Task brief: Each line shown below should be copied exactly.

Data supplied:
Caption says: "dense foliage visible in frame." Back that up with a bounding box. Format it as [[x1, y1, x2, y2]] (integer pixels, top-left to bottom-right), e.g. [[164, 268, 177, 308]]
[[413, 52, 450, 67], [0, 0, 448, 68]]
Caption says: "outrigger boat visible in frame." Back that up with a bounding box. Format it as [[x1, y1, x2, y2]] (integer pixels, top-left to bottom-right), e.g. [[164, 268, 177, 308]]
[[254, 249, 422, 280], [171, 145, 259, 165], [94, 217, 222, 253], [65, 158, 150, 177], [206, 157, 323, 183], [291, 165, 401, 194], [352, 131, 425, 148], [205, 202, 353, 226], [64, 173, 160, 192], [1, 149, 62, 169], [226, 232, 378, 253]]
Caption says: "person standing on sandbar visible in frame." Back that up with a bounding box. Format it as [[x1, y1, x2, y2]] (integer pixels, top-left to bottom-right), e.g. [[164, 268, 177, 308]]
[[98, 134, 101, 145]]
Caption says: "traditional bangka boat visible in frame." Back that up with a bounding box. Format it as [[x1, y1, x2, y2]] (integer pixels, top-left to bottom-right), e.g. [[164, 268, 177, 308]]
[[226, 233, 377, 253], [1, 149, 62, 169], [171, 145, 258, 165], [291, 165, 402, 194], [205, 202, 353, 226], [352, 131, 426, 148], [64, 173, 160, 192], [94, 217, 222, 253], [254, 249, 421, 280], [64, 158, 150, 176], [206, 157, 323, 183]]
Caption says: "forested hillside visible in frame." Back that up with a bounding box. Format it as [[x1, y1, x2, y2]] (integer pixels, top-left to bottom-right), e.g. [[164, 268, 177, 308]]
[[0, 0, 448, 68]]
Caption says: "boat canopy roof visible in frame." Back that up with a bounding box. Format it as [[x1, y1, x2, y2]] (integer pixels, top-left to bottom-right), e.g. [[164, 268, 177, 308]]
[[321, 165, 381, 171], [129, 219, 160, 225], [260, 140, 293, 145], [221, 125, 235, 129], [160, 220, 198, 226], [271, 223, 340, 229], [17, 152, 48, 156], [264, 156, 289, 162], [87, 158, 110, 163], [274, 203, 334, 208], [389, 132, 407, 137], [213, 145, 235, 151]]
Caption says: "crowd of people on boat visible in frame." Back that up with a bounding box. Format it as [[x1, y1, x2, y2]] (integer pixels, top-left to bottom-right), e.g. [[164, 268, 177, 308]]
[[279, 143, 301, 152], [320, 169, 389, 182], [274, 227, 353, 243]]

Response to this exercise:
Caption says: "dense foliage visible in frame." Back that up with a bounding box. Format it as [[x1, y1, x2, y2]] (integer pixels, top-left to bottom-right), e.g. [[164, 268, 177, 308]]
[[413, 52, 450, 67], [0, 0, 448, 68]]
Caption says: "outrigger boat visible in frame." Back that up with a bounding box. Format it as [[x1, y1, x2, y2]] (integer pixels, top-left to bottom-right), e.g. [[164, 268, 177, 308]]
[[254, 249, 422, 280], [171, 145, 259, 165], [94, 217, 222, 253], [65, 158, 150, 177], [206, 157, 323, 183], [291, 165, 401, 194], [352, 131, 425, 148], [205, 202, 353, 226], [64, 173, 160, 192], [1, 149, 62, 169], [226, 232, 378, 253]]
Caption says: "person standing on sandbar visible in frame." Back that up with a bounding box. Format it as [[x1, y1, x2, y2]] (integer pixels, top-left to bottom-right), e.g. [[164, 268, 177, 308]]
[[98, 134, 101, 145]]
Caption says: "traditional bangka boat visible in frame." Back that up with a bounding box. Format it as [[x1, y1, x2, y2]] (integer pixels, top-left to bottom-right), e.g. [[164, 268, 177, 308]]
[[226, 233, 377, 253], [1, 149, 62, 169], [171, 145, 258, 165], [291, 165, 402, 194], [205, 202, 353, 226], [352, 131, 426, 148], [64, 173, 160, 192], [94, 217, 222, 253], [254, 249, 421, 280], [64, 158, 150, 176], [206, 157, 323, 183]]
Caption says: "forested hillside visible in frame." Back that up with a bounding box. Format it as [[x1, y1, x2, y2]] (integer pixels, top-left to bottom-right), e.g. [[164, 268, 177, 308]]
[[0, 0, 448, 68]]
Caption says: "boat canopy roof visible in frame." Back that up with a bounding box. Format it as [[x1, y1, x2, y2]] (integer pixels, top-left to bottom-right), e.g. [[164, 268, 177, 308]]
[[321, 165, 381, 171], [129, 219, 160, 225], [260, 140, 293, 145], [221, 125, 235, 129], [160, 220, 198, 226], [271, 223, 340, 229], [17, 152, 48, 156], [264, 156, 289, 162], [87, 158, 110, 163], [274, 203, 334, 208], [389, 132, 407, 137], [213, 145, 235, 151]]
Caption says: "crowd of people on boat visible in frame." Back that up with a bounding box. Format it as [[x1, y1, x2, y2]] (integer pixels, top-left to bottom-right), e.g. [[164, 268, 177, 308]]
[[279, 143, 301, 152], [320, 169, 389, 182], [274, 227, 353, 243]]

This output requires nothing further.